— START OF ENTRIES PROVIDED —

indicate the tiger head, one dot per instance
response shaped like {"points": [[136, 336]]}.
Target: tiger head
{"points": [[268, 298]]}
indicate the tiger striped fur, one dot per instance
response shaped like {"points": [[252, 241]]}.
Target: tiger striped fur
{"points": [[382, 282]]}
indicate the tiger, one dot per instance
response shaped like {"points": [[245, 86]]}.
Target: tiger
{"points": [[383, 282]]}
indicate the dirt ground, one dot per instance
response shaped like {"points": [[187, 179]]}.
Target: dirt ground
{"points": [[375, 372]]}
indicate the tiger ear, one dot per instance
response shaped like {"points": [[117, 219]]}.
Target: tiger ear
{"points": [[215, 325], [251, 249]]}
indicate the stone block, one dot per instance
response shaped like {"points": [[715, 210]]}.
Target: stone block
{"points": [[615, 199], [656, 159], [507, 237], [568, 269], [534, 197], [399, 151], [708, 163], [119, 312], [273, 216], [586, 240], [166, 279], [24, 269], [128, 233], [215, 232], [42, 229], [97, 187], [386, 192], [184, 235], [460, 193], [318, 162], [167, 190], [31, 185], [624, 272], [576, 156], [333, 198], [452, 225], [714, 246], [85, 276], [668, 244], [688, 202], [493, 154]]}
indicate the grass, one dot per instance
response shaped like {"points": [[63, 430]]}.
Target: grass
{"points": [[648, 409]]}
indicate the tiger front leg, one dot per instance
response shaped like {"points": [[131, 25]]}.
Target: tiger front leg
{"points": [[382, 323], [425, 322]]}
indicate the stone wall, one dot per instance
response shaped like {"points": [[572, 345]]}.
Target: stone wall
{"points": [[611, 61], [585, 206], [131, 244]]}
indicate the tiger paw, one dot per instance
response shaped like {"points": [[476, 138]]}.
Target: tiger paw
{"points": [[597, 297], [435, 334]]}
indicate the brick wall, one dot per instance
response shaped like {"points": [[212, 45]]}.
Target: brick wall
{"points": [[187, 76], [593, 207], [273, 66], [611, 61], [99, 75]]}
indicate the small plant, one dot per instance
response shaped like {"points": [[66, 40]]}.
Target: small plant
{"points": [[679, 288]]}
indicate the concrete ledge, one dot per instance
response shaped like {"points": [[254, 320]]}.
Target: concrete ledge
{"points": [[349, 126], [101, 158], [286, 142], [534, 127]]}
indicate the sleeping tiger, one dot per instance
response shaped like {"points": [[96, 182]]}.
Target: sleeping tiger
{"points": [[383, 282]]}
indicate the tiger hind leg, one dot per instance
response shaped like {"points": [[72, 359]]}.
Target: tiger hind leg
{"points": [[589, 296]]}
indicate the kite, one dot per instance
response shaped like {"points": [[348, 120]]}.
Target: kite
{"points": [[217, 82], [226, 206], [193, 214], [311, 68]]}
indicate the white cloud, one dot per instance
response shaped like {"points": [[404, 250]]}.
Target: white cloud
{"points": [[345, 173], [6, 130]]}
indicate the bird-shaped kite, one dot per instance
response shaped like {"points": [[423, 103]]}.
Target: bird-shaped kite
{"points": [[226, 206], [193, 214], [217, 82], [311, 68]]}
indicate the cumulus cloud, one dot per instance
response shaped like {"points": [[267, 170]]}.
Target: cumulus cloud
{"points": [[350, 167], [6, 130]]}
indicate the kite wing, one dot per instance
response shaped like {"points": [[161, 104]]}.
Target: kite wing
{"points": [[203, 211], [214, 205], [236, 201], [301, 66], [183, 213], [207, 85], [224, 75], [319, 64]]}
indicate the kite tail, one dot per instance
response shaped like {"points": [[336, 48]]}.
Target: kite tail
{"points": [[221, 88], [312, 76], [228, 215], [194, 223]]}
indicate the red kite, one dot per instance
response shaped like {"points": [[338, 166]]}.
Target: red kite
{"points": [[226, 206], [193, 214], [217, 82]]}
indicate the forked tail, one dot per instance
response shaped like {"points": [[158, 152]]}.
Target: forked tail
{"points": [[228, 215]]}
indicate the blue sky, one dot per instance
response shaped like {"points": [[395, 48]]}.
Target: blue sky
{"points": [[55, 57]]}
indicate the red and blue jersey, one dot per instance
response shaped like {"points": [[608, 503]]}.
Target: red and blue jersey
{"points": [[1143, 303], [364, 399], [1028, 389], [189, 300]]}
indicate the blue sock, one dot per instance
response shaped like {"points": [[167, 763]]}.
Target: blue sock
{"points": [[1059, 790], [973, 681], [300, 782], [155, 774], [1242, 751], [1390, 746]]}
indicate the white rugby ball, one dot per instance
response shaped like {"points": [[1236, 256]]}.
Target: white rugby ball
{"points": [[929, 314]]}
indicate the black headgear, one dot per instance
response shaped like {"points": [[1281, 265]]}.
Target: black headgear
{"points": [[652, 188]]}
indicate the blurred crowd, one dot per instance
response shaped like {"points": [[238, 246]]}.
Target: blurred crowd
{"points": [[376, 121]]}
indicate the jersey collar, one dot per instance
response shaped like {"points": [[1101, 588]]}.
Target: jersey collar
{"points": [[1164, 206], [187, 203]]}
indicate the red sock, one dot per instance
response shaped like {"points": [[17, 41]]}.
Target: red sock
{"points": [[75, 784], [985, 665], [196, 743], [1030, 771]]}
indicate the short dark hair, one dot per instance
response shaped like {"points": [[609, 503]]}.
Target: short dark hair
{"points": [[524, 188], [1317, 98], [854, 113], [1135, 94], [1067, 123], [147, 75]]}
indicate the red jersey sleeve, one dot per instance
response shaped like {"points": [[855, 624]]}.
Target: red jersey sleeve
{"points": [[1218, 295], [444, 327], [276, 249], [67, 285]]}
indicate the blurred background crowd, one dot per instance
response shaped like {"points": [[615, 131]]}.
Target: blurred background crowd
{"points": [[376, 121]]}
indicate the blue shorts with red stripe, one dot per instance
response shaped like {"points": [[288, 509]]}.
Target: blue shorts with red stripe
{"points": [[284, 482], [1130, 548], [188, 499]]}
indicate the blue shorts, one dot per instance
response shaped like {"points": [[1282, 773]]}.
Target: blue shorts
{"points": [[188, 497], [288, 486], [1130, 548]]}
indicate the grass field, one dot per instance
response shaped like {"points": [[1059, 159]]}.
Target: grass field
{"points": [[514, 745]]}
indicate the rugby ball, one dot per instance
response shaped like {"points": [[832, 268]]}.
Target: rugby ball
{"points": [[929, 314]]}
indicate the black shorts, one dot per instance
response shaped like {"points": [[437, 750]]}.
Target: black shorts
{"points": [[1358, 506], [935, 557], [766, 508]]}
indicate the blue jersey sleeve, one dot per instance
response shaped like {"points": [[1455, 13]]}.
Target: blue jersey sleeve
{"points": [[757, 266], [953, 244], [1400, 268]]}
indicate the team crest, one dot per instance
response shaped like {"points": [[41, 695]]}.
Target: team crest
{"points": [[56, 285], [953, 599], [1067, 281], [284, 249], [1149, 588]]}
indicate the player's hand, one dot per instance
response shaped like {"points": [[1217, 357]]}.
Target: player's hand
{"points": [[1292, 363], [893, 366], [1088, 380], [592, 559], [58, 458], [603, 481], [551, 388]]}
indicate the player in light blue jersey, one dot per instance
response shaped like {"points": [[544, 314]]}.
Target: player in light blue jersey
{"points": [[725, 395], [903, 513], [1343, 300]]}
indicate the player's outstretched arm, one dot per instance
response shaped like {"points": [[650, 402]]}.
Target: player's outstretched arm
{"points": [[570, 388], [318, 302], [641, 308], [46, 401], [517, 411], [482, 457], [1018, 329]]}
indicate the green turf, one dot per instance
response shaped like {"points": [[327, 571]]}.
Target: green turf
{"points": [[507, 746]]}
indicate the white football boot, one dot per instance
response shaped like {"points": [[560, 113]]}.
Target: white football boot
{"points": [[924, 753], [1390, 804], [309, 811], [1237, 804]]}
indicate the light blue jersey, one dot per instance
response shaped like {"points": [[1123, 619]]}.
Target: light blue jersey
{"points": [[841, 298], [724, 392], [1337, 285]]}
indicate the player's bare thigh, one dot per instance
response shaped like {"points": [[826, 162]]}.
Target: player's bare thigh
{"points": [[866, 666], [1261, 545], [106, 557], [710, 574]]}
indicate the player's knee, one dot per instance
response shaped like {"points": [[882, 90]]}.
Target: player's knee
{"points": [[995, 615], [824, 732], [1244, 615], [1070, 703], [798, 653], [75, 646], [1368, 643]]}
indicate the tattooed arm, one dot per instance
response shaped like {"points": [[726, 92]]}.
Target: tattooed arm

— END OF ENTRIES PROVIDED —

#### [THE REQUEST]
Reproduce exactly, with nothing added, the lines from the one that contains "indicate the black shorts, one" to the end of the data.

#### [ANSWER]
indicate the black shorts, one dot per instance
response shaped like {"points": [[437, 750]]}.
Target: black shorts
{"points": [[1358, 506], [935, 557], [766, 508]]}
indicate the blue jersey sleeve, one dot per instance
response shaped like {"points": [[1455, 13]]}.
Target: blue jersey sleeve
{"points": [[757, 266], [953, 244], [1400, 268]]}
indicate the team crest, one dot per instance
response shaped like {"points": [[41, 695]]}.
Target: team crest
{"points": [[56, 285], [953, 599], [1067, 281], [284, 249], [1149, 588]]}
indicate the player's hand, one dot per instance
response shaped like {"points": [[1217, 357]]}.
Target: player's hand
{"points": [[1292, 363], [893, 366], [1088, 380], [592, 559], [58, 458], [603, 481], [551, 388]]}
indicate the player in light blue jersey, one dot per instance
response shaped like {"points": [[544, 314]]}.
Target: player in light blue jersey
{"points": [[725, 395], [903, 513], [1343, 300]]}
indicate the player's outstretched arm, one dot per instance
response shaped like {"points": [[650, 402]]}.
Target: player's outstretched arm
{"points": [[570, 388], [318, 302], [641, 308], [46, 401], [517, 411], [482, 457], [1018, 329]]}
indicate the green turf, one dot per instance
response shaped like {"points": [[327, 571]]}.
Target: green turf
{"points": [[507, 746]]}
indicate the white football boot, one dot per instance
response shaped like {"points": [[560, 113]]}.
Target: white football boot
{"points": [[924, 753], [1390, 804], [309, 811], [1237, 804]]}
indicate the light blue jersey, one dot per instance
response shaped like {"points": [[1123, 619]]}.
Target: light blue jersey
{"points": [[841, 298], [724, 392], [1337, 285]]}
indicate the player's bare thigh, one dot per instance
response shaped like {"points": [[826, 162]]}.
Target: player's bare thigh
{"points": [[866, 666], [1261, 545], [106, 557], [710, 574]]}
indicate the player's knee, one dot per instance
response shaped like {"points": [[882, 90]]}.
Target: player's knee
{"points": [[995, 615], [824, 732], [1244, 615], [1070, 703], [798, 653], [75, 646], [1368, 643]]}
indicate the tattooed arm, one dot per instance
response shaped like {"points": [[726, 92]]}.
Target: tattooed arm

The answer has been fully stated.